Predicting the future is almost impossible especially with such a fast evolving topic like cybersecurity. Nevertheless I’ll give it a try and share some of my thoughts with you.
I had a lot of chats with CIOs, CEOs and COOs as well as journalists talking about what we all see what our biggest fears are and what they and I expect to see in the near future.
Here are my thoughts about theTop 5 challenges our world will face in 2015. Just in case you would like to add something feel free to drop me a line and I will add your thoughts / comments promptly.
Top 1: Rent-A-Botnet
As we all saw in the past that botnets seem easy to rent (1.000 for some 100 USD down to 10 USD for an hour accesstime) the service quality is dramatically increasing while prices are decreasing. The service quality is key to the evolution of this market. When selling services to the “normal” world credentials are important. Selling services on the dark side means that delivering cybercrime services is only possible when having top credentials and a hard proof of delivery and 100% reliability. These requirements drive service quality enhancements that even lead to service desk support with your rented bot net, customization support and other services most people can hardly imagine when talking about a crime scene. We even see that targeted attacks lead to new customer creation efforts. An example is that DDoS targets sometimes receive blackmail eMails with 3 key messages:
1. Pay the fee to avoid DDoS attacks leading to unavailability of your services
2. Do not contact any cybersecurity specialist to defend your services because this will lead to a dramatical increase in bots attacking you
3. Order your own botnet attack against attackers and you will receive a discount of 20-40%
Top 2: Industry 4.0
Industry 4.0 discussions very often end up in security concerns. On one hand companies fear that SCADA systems, PLCs and Industry devices could come under fire. This is a serious concern and it is very realistic when considering that a lot of industry devices are not hardened but connected to office networks having no virus scanners and very often being protected by firewalls having more communication exceptions than limitations.
Imagine that in combination with IP V6 internet structures become more stable and reliable and your refrigerator, lightbulb or industry roboter is infected and becomes part of a botnet or is in other ways involved in cybercriminal activities.
Top 3: Data Destruction
2014 ended up with a huge security incident at Sony pictures. We saw problems at Sony companies before like the PSN hack. Nevertheless the hack shows a new quality in cyberattacks. It became very common to hack companies and to leak information as a “proof of hack” to make the cybercriminal business plan work. During this hack we saw that users couldn’t use their workstations any more and data destruction seemed to be part of the game. Also in other security incidents we became aware of the fact that data loss is common but data manipulation and data destruction become even more serious and are on the rise.

What to do →
1/ In the text on cybersecurity challenges for 2015, what discount does the blackmail email offer to recipients who order their own botnet attack against the attackers?
2/ Rewrite the text on cybersecurity challenges for 2015, starting with "Imagine that in" and going on through "on the rise.", with "refrigerator" replaced by "washing machine".
3/ Carry on the text on cybersecurity challenges for 2015 from its last sentence.

Source material →

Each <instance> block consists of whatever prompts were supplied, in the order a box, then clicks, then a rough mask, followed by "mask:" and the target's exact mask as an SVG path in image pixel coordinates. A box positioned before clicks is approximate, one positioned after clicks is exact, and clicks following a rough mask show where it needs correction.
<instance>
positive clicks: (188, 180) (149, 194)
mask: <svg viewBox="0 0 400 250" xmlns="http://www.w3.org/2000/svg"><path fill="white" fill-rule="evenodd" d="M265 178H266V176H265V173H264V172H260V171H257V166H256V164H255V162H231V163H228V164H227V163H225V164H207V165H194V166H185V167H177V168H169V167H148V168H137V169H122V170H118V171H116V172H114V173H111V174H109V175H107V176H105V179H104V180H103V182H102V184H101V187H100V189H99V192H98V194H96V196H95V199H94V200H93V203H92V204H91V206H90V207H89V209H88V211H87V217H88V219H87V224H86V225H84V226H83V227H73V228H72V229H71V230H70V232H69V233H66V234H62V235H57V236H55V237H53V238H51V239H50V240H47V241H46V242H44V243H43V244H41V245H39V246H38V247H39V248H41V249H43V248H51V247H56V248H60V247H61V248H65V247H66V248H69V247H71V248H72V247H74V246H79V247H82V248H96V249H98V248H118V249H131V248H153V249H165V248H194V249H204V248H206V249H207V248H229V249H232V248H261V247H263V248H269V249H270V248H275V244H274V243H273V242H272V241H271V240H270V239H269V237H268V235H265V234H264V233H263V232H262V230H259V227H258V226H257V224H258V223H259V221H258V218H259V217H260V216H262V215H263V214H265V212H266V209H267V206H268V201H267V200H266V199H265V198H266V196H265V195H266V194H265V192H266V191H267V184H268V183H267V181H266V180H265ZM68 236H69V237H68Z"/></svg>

Solved problems →
1/ A discount of 20-40%.

2/
Imagine that in combination with IP V6 internet structures become more stable and reliable and your washing machine, lightbulb or industry roboter is infected and becomes part of a botnet or is in other ways involved in cybercriminal activities.
Top 3: Data Destruction
2014 ended up with a huge security incident at Sony pictures. We saw problems at Sony companies before like the PSN hack. Nevertheless the hack shows a new quality in cyberattacks. It became very common to hack companies and to leak information as a “proof of hack” to make the cybercriminal business plan work. During this hack we saw that users couldn’t use their workstations any more and data destruction seemed to be part of the game. Also in other security incidents we became aware of the fact that data loss is common but data manipulation and data destruction become even more serious and are on the rise.

3/
Top 4: Supply Chain Security
In the past we already recognized the supply chain security seems to be important but the headlines have not been filled with stories about companies being attacked using supply chain connections. One of the most remarkable stories has been the virus problem on Predator and Reaper drones in 2011. Other hacks we saw in 2014 demonstrated that very often companies rely on their security measures like firewalls, awareness trainings, encryption and so forth. But as we all know is the strength of a chain determined by the weakest link which is very often a supplier. A “good” example is the “Target” breach where Fazio Mechanical, an air condition and heating maintenance company, was compromised. As we all know for various investigation reports on Targets incident the attack on their supplier seemed to be high sophisticated.
With research on this topic we see this threat on the rise and being more and more successful.
Top 5: Mobile Device Exploit Kits
Years ago mobile devices have been pretty safe. But with the trend showing that mobile devices may replace notebooks and “thick clients” in general Exploit kit developers seem to start focussing on mobile device exploit kits. The mobile world seems to know several Operating Systems but in the end these are only 3 (IOS, Windows and Android). At least IOS shows only few variants – users keep their IOS up to date so that creating one exploit kit has a huge impact in the user community. Also with spyware for smartphones increasingly being thrown on the market a baseline software repository to duplicate calls, copy WhatsApp conversations as well as SMS messages is available. The step from “legal spyware” (in Germany it is not legal but in other jurisdictions its use is pretty common) to an exploit kit is pretty small.
Right now effective antivirus and other prevention software is hard to find and only few users even care about this problem leads to millions of vulnerable devices being in the focus of cybercriminals.